■ Set of tasks
[a] Answer these questions using the blog post on South African readings:
(i) To which city did the writer travel last Thursday?
(ii) Who compiled the pack of readings?
(iii) Who wrote the poem "Impassable Bridge"?
[b] Write what comes next in the blog post on South African readings, starting after its last line.

■ Text segment
....................
Last Thursday I went up to New Haven to talk to a group of law school students about “The Postapartheid in South Africa” (I’ll try and post excerpts from that presentation sometime closer to the April 22 election once I have edited it). Traveling there and back on the train presented the opportunity to catch up with backlogged reading.
A few of these were from a pack of readings I saved from 2003. I was given the pack while writing a chapter for a book about South Africa’s first decade of democracy.
[The Njabulo Ndebele essay I quoted from last week is from the same set of readings.] Compiled by Edgar Pieterse–who also edited the book–the readings included lots of creative writing, including from Ashraf Jamal, Santu Mofokeng, Gael Reagon (on Moses Molelekwa’s suicide), Khulile Nxumalo, Abdullah Ibrahim, Lueen Cunning (now Malika Ndlovo), Keorepetse Willy Kgositsile, Mongane Wally Serote, and Flemming Røgilds. But the piece that stuck with me is a poem, “Impassable Bridge” by Mzi Mahola (it’s quoted in an essay by Kelwyn Sole, about postapartheid poetry published in New Formations):
I phoned for an MP
A former bosom friend.
....................
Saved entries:

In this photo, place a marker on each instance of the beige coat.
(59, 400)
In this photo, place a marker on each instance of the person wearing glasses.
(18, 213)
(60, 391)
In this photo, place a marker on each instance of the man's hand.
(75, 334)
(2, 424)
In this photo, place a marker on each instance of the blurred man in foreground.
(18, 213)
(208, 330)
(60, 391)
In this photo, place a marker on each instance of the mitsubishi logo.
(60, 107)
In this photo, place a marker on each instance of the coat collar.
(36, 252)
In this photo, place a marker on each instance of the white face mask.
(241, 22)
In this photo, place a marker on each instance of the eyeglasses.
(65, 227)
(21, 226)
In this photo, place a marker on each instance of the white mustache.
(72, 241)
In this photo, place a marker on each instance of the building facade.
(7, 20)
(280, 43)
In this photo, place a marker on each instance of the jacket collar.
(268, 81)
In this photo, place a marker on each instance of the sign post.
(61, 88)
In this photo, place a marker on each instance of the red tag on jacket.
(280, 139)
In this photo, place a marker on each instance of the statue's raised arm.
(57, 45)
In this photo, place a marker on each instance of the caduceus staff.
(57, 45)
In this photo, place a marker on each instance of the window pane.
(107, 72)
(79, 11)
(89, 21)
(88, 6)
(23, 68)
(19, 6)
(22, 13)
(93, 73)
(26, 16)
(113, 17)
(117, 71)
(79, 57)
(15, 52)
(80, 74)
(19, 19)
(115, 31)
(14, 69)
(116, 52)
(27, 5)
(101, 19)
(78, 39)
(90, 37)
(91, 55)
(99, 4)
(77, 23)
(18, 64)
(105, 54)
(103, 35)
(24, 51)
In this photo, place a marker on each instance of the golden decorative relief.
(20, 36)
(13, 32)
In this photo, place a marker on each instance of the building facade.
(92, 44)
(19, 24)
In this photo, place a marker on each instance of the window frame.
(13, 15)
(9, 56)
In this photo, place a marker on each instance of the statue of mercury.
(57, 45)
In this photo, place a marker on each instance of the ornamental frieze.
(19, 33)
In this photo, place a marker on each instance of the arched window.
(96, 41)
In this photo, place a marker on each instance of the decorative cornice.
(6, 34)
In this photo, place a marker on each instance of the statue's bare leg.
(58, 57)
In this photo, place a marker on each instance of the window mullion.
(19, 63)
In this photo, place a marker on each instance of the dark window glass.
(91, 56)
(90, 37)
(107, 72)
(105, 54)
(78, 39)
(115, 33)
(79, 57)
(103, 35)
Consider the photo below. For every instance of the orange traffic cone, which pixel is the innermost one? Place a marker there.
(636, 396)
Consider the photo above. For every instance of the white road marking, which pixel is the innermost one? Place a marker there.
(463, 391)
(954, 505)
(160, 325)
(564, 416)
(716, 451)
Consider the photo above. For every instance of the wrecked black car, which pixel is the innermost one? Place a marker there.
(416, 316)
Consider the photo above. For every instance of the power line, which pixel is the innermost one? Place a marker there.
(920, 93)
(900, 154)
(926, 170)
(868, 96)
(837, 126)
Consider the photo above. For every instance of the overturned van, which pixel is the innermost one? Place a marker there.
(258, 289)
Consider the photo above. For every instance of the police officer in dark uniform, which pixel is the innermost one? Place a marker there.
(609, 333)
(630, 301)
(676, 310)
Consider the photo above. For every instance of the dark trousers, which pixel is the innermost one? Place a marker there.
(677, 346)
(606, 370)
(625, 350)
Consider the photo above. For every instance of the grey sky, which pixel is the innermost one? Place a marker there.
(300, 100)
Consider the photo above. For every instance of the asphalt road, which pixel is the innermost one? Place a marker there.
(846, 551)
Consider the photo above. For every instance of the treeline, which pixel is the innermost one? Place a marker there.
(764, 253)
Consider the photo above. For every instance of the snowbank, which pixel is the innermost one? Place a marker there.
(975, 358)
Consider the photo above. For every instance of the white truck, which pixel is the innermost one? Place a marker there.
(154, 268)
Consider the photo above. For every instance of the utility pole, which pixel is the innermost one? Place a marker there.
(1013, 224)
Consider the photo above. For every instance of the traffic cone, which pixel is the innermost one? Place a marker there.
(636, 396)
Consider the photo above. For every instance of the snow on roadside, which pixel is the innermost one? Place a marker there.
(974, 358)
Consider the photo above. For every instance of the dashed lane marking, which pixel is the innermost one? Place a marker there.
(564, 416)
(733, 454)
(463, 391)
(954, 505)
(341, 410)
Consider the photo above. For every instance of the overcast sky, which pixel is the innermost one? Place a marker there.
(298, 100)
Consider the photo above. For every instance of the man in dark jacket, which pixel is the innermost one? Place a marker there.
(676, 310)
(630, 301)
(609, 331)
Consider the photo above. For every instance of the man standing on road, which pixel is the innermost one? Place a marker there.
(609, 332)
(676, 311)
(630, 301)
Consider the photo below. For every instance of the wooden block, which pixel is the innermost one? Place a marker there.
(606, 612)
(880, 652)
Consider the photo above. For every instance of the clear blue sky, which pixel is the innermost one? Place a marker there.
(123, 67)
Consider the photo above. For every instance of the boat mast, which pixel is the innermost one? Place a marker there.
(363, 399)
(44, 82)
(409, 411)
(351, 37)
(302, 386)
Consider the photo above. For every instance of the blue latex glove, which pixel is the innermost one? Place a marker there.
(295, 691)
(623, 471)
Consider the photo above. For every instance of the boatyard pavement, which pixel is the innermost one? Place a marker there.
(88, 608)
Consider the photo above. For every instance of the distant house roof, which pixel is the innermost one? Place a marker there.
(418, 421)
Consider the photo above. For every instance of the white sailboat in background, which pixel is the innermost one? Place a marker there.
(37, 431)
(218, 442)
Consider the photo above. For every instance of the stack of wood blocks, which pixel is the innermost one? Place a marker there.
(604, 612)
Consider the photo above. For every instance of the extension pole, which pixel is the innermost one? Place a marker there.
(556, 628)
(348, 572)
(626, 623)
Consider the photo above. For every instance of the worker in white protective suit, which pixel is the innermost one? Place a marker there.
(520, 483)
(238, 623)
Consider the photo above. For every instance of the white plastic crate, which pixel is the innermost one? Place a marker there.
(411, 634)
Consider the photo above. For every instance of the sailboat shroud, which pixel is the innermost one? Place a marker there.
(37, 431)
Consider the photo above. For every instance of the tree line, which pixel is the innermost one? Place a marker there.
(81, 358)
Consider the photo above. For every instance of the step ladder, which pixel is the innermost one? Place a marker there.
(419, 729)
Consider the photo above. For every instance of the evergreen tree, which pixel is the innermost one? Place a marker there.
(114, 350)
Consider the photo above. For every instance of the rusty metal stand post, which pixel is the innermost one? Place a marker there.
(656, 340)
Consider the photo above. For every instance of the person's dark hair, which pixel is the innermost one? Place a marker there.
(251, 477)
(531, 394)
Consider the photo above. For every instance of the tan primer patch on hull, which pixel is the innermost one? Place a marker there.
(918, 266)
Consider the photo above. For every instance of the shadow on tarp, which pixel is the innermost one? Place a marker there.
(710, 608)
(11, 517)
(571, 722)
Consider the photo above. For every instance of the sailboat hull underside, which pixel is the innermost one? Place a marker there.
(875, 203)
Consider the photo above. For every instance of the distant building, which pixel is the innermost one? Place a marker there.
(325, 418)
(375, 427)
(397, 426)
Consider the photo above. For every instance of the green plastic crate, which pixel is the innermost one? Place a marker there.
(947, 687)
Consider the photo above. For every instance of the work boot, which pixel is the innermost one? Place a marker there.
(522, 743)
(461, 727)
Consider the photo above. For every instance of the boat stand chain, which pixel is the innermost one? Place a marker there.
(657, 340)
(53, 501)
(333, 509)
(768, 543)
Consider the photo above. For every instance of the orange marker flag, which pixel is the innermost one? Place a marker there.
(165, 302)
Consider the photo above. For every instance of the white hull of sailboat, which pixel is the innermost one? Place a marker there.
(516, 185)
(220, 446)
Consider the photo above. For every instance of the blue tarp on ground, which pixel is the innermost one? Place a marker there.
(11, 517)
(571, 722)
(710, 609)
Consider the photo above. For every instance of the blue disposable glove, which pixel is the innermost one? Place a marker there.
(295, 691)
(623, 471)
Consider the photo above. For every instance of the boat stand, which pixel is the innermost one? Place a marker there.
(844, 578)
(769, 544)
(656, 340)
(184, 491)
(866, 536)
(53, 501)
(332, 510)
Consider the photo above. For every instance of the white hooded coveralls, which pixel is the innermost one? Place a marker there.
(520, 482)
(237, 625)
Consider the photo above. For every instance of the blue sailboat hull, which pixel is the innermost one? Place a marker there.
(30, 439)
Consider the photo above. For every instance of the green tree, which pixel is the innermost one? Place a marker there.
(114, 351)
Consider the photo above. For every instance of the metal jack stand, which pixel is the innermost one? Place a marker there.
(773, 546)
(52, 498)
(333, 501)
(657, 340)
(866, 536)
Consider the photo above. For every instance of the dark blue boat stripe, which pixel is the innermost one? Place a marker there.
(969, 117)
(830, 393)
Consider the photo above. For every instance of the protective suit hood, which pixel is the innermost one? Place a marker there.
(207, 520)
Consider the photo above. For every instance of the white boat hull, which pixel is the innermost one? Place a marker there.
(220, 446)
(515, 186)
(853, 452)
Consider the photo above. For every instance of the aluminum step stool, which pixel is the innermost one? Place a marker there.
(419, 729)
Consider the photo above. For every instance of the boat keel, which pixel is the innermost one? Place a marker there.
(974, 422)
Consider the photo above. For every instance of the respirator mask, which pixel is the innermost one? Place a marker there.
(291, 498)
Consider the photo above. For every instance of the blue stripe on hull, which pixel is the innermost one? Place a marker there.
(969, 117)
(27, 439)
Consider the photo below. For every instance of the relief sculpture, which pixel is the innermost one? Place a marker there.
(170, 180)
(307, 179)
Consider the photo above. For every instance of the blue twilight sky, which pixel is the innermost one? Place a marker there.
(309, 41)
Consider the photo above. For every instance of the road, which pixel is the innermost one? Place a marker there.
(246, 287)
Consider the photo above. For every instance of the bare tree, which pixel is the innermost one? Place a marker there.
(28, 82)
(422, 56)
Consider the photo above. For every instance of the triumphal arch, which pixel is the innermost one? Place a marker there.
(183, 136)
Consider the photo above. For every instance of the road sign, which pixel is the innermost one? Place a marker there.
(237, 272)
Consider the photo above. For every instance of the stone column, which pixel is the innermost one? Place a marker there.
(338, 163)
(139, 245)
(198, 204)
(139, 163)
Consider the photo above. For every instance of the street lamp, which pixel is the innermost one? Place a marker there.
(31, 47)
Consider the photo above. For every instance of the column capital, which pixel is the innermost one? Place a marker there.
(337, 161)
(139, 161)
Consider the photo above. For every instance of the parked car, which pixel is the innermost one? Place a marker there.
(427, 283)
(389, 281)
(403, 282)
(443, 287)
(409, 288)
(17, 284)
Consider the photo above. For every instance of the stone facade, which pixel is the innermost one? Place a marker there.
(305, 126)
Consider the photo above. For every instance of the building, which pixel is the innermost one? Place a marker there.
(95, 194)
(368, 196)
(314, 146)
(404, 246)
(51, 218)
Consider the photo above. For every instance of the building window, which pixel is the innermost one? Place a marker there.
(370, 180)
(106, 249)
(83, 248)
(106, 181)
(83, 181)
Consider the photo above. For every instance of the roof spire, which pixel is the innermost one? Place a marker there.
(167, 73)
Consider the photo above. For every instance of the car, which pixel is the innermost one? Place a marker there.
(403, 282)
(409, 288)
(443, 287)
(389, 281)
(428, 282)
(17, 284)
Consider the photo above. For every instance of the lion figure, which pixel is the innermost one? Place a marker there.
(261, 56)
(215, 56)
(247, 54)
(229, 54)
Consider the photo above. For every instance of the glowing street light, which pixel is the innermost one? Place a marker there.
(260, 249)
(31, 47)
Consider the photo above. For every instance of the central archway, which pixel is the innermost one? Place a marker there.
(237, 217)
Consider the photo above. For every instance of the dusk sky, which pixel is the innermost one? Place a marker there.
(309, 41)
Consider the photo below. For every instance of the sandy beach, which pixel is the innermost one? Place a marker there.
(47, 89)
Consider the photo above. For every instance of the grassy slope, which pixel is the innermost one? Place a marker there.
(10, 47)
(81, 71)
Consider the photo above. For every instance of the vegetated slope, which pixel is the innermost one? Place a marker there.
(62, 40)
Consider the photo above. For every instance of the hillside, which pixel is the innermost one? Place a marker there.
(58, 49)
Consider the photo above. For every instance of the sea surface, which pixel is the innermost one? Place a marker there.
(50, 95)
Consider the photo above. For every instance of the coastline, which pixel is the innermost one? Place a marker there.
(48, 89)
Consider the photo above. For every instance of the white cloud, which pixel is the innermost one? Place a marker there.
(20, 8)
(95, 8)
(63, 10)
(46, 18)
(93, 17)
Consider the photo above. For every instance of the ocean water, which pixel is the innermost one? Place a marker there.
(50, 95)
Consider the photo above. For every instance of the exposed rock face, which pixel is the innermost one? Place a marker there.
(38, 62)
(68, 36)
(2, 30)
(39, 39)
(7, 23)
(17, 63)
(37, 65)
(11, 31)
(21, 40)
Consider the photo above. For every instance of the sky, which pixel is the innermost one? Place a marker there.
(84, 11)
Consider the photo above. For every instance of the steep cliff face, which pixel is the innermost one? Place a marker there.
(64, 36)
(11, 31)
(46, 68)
....................
■ The responses
[a]
(i) New Haven
(ii) Edgar Pieterse
(iii) Mzi Mahola

[b]
His secretary asked,
In connection with what?
It punctured my ego,
I felt my manhood shrinking.
I said,
Give him my message
Tell him that poisonous mushrooms
Sprout under rotten logs.
If he asks for my name
Say it was an angered poet.
If you can do that for me
I’ll be OK.
But she was quick to add,
She said,
And lizards don’t fly
For their food
They crawl.
She hung up.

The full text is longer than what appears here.